=== PASSAGE PROVIDED ===
Central orchestration of peripheral nutrient partitioning and substrate utilization: Implications for the metabolic syndrome

Energy homoeostasis is maintained through a complex interplay of nutrient intake and energy expenditure. The central nervous system is an essential component of this regulation, as it integrates circulating signals of hunger and satiety to develop adaptive responses at the behavioural and metabolic levels, while the hypothalamus is regarded as a particularly crucial structure in the brain in terms of energy homoeostasis. The arcuate nucleus (ARC) of the hypothalamus contains at least two intermingled neuronal populations: the neurons that produce neuropeptide Y (NPY); and the Agouti-related protein (AgRP) produced by AgRP/NPY neurons situated below the third ventricle in close proximity to proopiomelanocortin (POMC)-producing neurons. POMC neurons exert their catabolic and anorectic actions by releasing α-melanocyte-stimulating hormone (α-MSH), while AgRP neurons oppose this action by exerting tonic GABAergic inhibition of POMC neurons and releasing the melanocortin receptor inverse agonist AgRP. The release of neurotransmitters and neuropeptides by second-order AgRP neurons appears to take place on a multiple time scale, thereby allowing neuromodulation of preganglionic neuronal activity and subsequent control of nutrient partitioning – in other words, the coordinated regulation of conversion, storage and utilization of carbohydrates vs. lipids. This suggests that the function of AgRP neurons extends beyond the strict regulation of feeding to the regulation of efferent organ activity, such that AgRP neurons may now be viewed as an important bridge between central detection of nutrient availability and peripheral nutrient partitioning, thus providing a mechanistic link between obesity and obesity-related disorders.

=== TASK OBJECTIVE ===
Please explain in one to three sentences why the abstract on nutrient partitioning says the role of AgRP neurons goes beyond regulating feeding. The listing that comes next is separate material, unrelated to the abstract above.

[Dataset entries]
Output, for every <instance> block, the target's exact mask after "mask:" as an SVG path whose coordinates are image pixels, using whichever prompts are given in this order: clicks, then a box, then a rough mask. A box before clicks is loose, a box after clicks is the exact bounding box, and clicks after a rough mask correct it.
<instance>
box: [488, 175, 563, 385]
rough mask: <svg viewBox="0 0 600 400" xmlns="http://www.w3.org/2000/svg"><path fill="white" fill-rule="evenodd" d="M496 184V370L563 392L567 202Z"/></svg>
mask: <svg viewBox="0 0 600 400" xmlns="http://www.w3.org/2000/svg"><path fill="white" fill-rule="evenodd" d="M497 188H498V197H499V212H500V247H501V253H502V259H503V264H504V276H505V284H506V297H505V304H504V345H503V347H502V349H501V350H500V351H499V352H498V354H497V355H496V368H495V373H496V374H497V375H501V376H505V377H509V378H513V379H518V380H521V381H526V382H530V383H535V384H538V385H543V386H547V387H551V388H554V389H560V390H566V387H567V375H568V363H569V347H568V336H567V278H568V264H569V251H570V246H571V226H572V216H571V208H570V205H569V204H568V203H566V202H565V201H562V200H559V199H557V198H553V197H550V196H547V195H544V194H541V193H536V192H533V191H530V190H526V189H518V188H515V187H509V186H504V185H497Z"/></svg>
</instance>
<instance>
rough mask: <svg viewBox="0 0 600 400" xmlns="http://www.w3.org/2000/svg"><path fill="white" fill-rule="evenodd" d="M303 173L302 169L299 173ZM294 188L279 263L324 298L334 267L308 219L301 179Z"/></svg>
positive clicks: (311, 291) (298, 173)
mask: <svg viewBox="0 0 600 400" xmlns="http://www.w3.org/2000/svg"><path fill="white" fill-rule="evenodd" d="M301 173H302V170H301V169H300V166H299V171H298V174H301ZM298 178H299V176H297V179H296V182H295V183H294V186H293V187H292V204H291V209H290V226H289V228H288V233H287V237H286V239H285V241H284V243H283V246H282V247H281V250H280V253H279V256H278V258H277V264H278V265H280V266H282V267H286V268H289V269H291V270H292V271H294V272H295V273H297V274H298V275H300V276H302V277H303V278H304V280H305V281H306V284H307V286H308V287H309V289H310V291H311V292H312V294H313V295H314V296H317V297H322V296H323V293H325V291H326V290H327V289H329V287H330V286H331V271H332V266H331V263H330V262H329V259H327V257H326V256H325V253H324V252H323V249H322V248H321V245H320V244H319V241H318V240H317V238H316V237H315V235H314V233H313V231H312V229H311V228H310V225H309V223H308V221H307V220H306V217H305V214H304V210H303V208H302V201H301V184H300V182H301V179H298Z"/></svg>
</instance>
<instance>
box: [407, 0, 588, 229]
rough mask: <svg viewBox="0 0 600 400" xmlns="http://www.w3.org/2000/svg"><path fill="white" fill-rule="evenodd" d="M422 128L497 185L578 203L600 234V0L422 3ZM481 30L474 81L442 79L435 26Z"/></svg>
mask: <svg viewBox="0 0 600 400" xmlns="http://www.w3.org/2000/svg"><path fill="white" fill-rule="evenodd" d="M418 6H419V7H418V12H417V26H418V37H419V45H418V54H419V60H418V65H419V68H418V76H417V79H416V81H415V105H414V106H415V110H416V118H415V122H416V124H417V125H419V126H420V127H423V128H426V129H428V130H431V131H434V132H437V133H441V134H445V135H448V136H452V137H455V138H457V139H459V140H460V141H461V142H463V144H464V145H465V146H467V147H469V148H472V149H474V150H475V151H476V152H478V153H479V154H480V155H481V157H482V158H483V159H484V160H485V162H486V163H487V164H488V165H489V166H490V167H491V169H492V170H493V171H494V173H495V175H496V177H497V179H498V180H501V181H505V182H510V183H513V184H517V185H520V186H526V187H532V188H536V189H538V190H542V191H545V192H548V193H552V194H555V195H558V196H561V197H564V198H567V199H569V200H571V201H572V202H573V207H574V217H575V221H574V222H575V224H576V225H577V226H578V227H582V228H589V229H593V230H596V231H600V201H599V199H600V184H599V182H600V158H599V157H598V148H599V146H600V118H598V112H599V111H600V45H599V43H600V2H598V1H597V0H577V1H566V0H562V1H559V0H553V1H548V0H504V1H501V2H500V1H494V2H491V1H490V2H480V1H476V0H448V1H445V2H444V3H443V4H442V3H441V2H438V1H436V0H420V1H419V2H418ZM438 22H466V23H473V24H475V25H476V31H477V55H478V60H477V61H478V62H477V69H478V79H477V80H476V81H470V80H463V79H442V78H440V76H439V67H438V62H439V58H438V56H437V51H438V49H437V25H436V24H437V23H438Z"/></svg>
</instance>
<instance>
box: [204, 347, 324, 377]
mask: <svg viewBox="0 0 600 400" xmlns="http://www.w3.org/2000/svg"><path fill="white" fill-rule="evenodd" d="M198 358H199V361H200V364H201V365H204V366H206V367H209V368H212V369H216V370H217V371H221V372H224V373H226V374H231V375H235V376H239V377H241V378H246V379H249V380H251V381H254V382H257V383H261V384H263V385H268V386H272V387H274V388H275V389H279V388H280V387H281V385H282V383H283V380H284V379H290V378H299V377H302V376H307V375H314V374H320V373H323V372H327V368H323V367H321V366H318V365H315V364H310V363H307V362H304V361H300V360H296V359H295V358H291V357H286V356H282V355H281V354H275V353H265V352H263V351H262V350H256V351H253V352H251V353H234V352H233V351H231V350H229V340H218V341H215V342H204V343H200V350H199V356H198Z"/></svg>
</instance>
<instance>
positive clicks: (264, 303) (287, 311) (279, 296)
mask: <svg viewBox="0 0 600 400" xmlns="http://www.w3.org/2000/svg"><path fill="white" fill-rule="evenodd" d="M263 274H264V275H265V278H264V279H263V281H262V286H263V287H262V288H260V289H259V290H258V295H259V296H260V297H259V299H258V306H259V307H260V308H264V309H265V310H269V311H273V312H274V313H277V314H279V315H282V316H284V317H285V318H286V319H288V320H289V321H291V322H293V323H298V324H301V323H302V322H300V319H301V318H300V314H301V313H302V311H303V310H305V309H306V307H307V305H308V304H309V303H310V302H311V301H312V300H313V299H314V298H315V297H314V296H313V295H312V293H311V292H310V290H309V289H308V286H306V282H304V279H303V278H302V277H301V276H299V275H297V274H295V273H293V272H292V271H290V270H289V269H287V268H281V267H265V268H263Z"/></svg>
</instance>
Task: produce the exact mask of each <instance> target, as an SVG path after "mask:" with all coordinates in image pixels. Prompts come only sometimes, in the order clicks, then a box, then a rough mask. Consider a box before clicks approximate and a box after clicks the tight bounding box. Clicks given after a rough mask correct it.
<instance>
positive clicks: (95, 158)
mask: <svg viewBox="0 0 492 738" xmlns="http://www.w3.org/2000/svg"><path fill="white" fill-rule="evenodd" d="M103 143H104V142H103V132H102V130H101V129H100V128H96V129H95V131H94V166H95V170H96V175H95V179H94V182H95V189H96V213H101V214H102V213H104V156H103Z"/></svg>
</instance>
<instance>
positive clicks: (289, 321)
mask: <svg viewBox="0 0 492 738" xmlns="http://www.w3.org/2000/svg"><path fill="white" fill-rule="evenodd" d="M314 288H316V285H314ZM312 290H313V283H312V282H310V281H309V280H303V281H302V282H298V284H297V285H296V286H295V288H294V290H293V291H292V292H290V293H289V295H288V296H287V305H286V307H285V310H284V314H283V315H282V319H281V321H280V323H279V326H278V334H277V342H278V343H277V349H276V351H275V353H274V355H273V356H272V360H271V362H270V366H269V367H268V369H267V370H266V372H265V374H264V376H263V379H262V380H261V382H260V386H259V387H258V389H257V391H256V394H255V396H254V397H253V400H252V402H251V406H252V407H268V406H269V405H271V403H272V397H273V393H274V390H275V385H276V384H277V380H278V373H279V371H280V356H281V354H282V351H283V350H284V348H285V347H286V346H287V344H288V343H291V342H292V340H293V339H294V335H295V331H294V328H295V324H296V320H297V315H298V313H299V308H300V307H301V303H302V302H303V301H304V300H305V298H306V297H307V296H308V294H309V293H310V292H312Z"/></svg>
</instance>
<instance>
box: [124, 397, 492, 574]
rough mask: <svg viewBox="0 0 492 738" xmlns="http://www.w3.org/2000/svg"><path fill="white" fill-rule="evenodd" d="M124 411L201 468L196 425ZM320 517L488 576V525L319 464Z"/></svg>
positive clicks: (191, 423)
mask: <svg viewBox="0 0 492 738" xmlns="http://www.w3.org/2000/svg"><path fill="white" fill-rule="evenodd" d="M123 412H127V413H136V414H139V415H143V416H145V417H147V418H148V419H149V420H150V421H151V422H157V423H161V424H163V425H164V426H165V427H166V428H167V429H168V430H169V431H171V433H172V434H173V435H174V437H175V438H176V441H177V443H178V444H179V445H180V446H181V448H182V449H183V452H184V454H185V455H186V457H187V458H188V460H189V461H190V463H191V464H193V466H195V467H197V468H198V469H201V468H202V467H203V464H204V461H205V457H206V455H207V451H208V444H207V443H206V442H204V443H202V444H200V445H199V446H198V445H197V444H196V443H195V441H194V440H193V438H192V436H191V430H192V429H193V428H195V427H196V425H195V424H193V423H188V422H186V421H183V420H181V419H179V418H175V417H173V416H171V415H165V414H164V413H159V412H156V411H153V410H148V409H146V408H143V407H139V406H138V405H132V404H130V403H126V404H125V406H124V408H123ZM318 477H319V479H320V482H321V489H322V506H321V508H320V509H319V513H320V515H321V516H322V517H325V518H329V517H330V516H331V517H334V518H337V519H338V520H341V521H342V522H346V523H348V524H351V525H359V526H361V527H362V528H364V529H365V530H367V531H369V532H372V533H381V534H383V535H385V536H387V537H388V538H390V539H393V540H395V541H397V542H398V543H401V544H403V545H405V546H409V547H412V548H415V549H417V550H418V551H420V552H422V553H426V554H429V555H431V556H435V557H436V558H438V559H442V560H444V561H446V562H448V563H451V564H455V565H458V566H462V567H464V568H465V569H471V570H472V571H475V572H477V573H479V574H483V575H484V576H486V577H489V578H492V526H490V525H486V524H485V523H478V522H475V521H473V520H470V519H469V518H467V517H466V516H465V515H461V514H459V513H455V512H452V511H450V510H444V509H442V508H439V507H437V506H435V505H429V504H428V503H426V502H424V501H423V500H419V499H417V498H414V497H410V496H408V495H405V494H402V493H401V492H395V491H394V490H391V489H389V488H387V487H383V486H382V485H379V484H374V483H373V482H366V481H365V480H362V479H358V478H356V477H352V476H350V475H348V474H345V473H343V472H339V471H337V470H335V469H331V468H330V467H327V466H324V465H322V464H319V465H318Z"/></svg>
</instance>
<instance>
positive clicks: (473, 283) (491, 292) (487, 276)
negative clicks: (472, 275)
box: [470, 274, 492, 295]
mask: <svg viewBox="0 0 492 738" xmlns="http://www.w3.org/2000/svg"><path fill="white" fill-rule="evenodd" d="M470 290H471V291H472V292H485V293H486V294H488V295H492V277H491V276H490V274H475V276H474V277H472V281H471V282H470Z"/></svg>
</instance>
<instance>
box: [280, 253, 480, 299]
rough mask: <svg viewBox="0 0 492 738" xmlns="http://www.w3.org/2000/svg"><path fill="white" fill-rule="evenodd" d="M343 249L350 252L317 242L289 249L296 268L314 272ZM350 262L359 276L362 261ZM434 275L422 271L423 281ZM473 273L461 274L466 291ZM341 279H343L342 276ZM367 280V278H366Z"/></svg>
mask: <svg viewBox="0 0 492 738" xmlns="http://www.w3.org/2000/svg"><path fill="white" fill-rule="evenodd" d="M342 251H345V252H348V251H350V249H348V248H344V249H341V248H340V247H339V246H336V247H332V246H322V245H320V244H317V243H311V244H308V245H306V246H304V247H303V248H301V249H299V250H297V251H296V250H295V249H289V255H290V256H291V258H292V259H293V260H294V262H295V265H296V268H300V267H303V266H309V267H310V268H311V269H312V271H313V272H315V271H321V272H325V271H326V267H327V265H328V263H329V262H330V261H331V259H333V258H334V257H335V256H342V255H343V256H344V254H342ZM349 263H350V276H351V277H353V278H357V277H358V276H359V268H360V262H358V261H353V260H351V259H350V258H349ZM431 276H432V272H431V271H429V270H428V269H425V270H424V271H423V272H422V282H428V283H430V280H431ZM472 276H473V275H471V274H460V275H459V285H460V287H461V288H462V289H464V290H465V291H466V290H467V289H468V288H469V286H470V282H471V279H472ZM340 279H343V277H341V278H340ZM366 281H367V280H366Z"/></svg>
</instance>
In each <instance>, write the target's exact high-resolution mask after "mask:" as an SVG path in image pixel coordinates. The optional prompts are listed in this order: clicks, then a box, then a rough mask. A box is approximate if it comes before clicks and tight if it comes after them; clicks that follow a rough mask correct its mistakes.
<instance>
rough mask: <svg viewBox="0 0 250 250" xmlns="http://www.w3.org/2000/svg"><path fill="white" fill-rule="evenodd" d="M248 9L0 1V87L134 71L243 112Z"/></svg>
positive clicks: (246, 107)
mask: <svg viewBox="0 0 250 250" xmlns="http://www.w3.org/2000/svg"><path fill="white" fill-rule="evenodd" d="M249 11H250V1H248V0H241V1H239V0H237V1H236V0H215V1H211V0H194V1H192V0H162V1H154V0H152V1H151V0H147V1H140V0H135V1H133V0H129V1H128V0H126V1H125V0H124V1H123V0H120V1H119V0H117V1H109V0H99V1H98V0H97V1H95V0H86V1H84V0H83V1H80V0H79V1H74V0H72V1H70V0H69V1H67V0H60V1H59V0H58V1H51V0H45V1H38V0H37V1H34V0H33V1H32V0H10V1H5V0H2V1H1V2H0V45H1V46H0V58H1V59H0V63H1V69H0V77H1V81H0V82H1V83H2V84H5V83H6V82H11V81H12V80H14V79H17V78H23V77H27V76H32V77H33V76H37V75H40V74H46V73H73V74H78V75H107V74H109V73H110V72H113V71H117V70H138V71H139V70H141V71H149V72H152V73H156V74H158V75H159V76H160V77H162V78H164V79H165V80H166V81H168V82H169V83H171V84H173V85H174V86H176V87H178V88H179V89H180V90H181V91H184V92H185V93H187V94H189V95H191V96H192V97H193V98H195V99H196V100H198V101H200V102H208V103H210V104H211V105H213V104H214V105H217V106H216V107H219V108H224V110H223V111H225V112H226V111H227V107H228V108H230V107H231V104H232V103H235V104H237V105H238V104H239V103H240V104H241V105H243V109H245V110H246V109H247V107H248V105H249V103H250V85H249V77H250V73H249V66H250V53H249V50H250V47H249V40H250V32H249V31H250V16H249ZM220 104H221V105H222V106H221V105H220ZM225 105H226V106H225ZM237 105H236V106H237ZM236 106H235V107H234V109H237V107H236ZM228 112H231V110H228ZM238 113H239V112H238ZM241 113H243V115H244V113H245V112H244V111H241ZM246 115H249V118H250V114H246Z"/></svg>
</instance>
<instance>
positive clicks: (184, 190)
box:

=== TASK RESULT ===
Second-order AgRP neurons appear to release neurotransmitters and neuropeptides on a multiple time scale. This allows neuromodulation of preganglionic neuronal activity and subsequent control of nutrient partitioning. Their function therefore extends to regulating efferent organ activity, linking central detection of nutrient availability to peripheral nutrient partitioning.